▶ [Stated problem]: Give back the whole listing exactly as shown.

▶ [Records of labeled points]:

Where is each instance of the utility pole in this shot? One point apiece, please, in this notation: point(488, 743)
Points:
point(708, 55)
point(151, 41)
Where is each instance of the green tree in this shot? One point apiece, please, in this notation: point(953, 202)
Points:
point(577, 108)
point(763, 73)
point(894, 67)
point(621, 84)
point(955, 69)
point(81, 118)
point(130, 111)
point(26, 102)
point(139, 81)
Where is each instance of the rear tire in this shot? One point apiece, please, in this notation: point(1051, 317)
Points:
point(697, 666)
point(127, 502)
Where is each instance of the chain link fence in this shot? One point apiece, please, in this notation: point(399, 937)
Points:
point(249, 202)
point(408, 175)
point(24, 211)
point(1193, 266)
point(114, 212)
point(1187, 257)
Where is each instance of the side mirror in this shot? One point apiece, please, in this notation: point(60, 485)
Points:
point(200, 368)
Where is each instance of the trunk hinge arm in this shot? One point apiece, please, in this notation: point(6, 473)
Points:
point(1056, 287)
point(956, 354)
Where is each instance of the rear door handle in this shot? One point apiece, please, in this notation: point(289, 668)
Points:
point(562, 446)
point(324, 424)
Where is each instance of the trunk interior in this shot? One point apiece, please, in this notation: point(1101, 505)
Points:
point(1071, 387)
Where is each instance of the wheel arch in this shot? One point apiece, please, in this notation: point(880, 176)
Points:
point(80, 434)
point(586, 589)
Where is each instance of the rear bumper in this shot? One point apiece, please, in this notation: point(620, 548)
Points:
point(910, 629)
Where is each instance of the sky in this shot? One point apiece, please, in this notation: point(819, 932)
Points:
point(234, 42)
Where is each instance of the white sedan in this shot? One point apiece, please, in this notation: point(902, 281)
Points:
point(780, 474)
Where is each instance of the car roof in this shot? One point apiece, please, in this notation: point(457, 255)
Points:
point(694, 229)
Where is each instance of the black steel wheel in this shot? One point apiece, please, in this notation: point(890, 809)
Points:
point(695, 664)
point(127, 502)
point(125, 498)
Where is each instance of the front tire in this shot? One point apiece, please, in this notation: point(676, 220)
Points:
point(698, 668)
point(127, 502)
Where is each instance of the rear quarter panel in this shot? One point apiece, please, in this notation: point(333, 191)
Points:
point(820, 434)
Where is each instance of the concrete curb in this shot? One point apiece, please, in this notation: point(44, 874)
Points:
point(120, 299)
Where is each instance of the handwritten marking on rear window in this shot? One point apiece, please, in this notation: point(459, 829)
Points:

▶ [Right answer]:
Where is each instance of the utility pole in this shot? One point apiece, please, in this notation: point(488, 743)
Points:
point(708, 55)
point(151, 41)
Where is each instance of the green tree in this shot? One point apiece, please, in this notation: point(953, 202)
Points:
point(577, 108)
point(763, 73)
point(894, 67)
point(621, 84)
point(955, 69)
point(81, 118)
point(130, 111)
point(26, 102)
point(139, 81)
Where is each instance of the rear tire in this shot? One point apiece, please, in this notation: point(1051, 317)
Points:
point(697, 666)
point(127, 502)
Where is each instance of the chain link fence in this shot? One point apiece, please, in this notation: point(399, 937)
Points:
point(249, 202)
point(408, 175)
point(24, 211)
point(1193, 266)
point(114, 212)
point(1187, 257)
Where is each instance of the side mirror in this shot? One point apiece, please, in this notation: point(60, 485)
Points:
point(200, 368)
Where is each instance of the trunk hinge arm in this shot? One point apiece, please, in this notation: point(6, 473)
Points:
point(1056, 287)
point(956, 354)
Where is each instance of the rear door handle in this shot? One point apiece, please, in this notation: point(289, 668)
Points:
point(562, 446)
point(324, 424)
Where is each instance of the trunk interior in this shot? One point apiece, please, in this notation: point(1101, 505)
Points:
point(1071, 387)
Where is each instance of the wheel arch in this shot? One point apiece, please, in this notation: point(880, 176)
Points:
point(80, 434)
point(586, 589)
Where is each instance of the rear bumper in this shot? One point apiece, please, in this notation: point(620, 548)
Points:
point(910, 629)
Where is each instance of the sky in this shot? One point apiece, please, in this notation: point(819, 932)
Points:
point(234, 42)
Where is each instance of the white sedan in this shot? One point apiece, please, in this notation: point(902, 281)
Points:
point(780, 474)
Where is each instance of the car roof in this shot? One point apiece, please, in this notation: point(457, 255)
Points:
point(694, 229)
Where is each instance of the black steel wheel in this shot? One point apiece, please, in this notation: point(890, 809)
Points:
point(695, 664)
point(127, 502)
point(125, 498)
Where is each instance of the front tire in this shot? One point apiece, please, in this notation: point(676, 220)
Points:
point(698, 668)
point(127, 502)
Where is each instance of the rear quarter panel in this shot? One point apiece, please, in this notation: point(333, 191)
Points:
point(820, 434)
Where is each instance of the concrete curb in this shot? One point apiece, please, in this notation: point(44, 874)
Points:
point(120, 299)
Where is each instance of the handwritten marking on rear window in this shot? One point apiece, please, in this notation: point(459, 829)
Points:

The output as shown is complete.